• Work instructions:
Would you filter these records and copy every line that has the word "below"?

• Given records:
>>
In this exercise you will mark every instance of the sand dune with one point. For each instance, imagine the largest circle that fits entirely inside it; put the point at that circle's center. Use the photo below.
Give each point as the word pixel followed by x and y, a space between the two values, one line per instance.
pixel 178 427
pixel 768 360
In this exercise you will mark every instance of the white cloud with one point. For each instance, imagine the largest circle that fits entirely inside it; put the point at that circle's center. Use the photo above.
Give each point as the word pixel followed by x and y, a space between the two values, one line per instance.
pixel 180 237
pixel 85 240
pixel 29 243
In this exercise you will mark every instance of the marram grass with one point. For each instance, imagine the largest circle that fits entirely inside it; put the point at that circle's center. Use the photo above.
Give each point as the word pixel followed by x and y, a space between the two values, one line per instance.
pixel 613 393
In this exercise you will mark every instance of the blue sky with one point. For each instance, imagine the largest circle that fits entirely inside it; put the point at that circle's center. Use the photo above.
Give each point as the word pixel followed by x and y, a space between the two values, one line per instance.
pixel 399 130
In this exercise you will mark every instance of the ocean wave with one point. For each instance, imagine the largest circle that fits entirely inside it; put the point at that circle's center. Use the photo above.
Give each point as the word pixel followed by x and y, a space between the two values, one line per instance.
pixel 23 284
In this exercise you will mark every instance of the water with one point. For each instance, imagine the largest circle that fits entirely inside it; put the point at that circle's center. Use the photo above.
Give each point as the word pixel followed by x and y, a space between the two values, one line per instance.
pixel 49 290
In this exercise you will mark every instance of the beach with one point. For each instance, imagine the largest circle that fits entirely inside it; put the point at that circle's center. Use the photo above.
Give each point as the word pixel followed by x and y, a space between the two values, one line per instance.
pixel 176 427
<<
>>
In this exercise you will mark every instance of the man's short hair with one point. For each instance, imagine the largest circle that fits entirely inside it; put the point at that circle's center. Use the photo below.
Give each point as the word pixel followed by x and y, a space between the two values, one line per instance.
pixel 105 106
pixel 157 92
<<
• Solved exercise:
In this exercise you will mark every instance of the sand dune with one point. For each instance, imagine the largest circle that fits entirely inside it; put the point at that circle's center. Use the photo below.
In this exercise you will mark every instance of the man's short hair with one point. For each instance, imagine the largest circle that fits entirely inside it; put the point at that circle's center. Use the photo below.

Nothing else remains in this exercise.